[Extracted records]
▼

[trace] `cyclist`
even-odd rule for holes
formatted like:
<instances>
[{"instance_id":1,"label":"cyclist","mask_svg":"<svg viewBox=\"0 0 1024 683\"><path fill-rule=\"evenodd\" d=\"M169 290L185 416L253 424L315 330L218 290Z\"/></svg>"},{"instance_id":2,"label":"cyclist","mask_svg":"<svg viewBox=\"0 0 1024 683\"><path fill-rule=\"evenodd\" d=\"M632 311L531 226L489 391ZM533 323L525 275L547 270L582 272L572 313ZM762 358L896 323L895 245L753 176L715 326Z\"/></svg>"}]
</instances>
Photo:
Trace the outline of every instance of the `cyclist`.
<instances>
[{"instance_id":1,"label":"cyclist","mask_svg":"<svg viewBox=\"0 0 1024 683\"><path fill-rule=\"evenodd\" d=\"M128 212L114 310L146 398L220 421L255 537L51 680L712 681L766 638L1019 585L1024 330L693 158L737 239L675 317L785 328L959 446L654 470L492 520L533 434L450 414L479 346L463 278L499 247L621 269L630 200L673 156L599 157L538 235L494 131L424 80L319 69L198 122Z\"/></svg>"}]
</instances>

▲

▶ Task
Copy out exactly the lines that run from the one holding "even-odd rule for holes" through the end of the data above.

▶ Exercise result
even-odd rule for holes
formatted like:
<instances>
[{"instance_id":1,"label":"cyclist","mask_svg":"<svg viewBox=\"0 0 1024 683\"><path fill-rule=\"evenodd\" d=\"M169 290L185 416L253 424L315 330L218 290Z\"/></svg>"},{"instance_id":2,"label":"cyclist","mask_svg":"<svg viewBox=\"0 0 1024 683\"><path fill-rule=\"evenodd\" d=\"M632 311L531 226L489 391ZM533 323L525 275L547 270L582 272L572 313ZM762 358L896 323L895 245L753 176L715 326Z\"/></svg>"}]
</instances>
Photo:
Trace the outline of every instance of the `cyclist`.
<instances>
[{"instance_id":1,"label":"cyclist","mask_svg":"<svg viewBox=\"0 0 1024 683\"><path fill-rule=\"evenodd\" d=\"M128 212L114 310L146 398L220 421L255 537L51 680L712 681L766 638L1019 585L1024 330L693 158L737 239L675 317L785 328L959 446L654 470L492 520L533 434L450 414L479 346L463 278L499 247L621 269L630 200L673 156L599 157L538 235L494 131L424 80L319 69L198 122Z\"/></svg>"}]
</instances>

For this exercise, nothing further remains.